## [DATA FOR ANALYSIS]
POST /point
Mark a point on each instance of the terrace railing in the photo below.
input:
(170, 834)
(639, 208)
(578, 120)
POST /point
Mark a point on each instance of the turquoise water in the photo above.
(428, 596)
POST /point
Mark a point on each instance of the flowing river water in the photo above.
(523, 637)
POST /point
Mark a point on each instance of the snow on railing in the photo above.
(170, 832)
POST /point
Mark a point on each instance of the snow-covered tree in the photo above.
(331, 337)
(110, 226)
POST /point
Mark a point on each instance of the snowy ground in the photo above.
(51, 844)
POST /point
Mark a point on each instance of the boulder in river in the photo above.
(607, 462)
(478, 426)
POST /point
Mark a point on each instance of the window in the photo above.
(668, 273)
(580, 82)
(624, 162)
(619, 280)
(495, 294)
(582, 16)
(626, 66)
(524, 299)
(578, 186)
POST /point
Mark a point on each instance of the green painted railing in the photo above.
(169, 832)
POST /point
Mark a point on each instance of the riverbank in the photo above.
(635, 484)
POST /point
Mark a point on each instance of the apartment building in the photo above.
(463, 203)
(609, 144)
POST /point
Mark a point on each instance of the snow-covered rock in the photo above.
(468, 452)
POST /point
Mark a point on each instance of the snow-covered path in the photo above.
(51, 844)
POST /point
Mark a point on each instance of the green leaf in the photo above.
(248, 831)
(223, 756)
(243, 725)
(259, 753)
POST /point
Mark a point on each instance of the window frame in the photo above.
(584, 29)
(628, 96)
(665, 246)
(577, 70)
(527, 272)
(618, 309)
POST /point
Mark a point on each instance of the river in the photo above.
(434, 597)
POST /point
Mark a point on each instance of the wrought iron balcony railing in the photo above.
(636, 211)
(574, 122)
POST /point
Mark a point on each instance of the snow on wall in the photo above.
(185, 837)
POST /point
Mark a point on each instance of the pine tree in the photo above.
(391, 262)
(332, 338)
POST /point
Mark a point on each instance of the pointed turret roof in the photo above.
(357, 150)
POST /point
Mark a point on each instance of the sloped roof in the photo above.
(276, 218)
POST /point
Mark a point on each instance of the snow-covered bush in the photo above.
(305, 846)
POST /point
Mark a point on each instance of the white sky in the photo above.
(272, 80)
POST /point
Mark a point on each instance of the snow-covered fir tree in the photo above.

## [WORK INSTRUCTION]
Could you write the whole listing out again, line for line?

## [TASK OUTPUT]
POST /point
Mark a point on each instance of the terrace railing in the photo below.
input:
(170, 834)
(639, 208)
(578, 120)
POST /point
Mark a point on each instance of the turquoise water in the photo above.
(428, 596)
POST /point
Mark a point on each instance of the flowing river water in the photo above.
(523, 637)
POST /point
Mark a point on each instance of the snow on railing in the photo above.
(170, 832)
POST /point
Mark a point on each instance of the snow-covered tree in the photo above.
(331, 337)
(110, 226)
POST /point
Mark a point on each instance of the snowy ground in the photo above.
(51, 844)
POST /point
Mark a point on each instance of the boulder in river in the photo above.
(607, 462)
(478, 426)
POST /point
Mark a point on each instance of the window in the photo above.
(668, 273)
(580, 82)
(624, 162)
(619, 280)
(495, 294)
(582, 16)
(626, 66)
(524, 299)
(578, 186)
POST /point
Mark a point on each instance of the green painted railing in the photo above.
(169, 832)
POST /point
Mark a point on each instance of the riverbank in the photo above.
(635, 484)
POST /point
Mark a point on each instance of the apartment building in the photo above.
(463, 203)
(609, 144)
POST /point
Mark a point on each instance of the snow-covered rock in the photo above.
(468, 452)
POST /point
Mark a point on each instance of the snow-covered path in the photo above.
(51, 844)
POST /point
Mark a point on each instance of the green leaf in the photo above.
(248, 831)
(223, 756)
(243, 725)
(259, 753)
POST /point
Mark a point on each instance of the window frame in the photo above.
(584, 29)
(628, 96)
(665, 246)
(577, 70)
(527, 272)
(618, 309)
POST /point
Mark a point on each instance of the river in the photo above.
(434, 597)
POST /point
Mark a point on each instance of the wrought iron balcony railing in the photo above.
(636, 211)
(574, 122)
POST /point
Mark a point on each instance of the snow on wall in the photo above.
(185, 837)
POST /point
Mark a point on each instance of the pine tree in the photo above.
(391, 262)
(332, 338)
POST /point
Mark a point on each instance of the pointed turret roof in the photo above.
(357, 150)
POST /point
Mark a point on each instance of the sloped roof in the photo above.
(276, 218)
POST /point
Mark a point on each instance of the snow-covered bush in the photo above.
(305, 846)
POST /point
Mark a point on each instance of the white sky in the photo above.
(272, 80)
POST /point
Mark a point on each instance of the snow-covered fir tree in the photo above.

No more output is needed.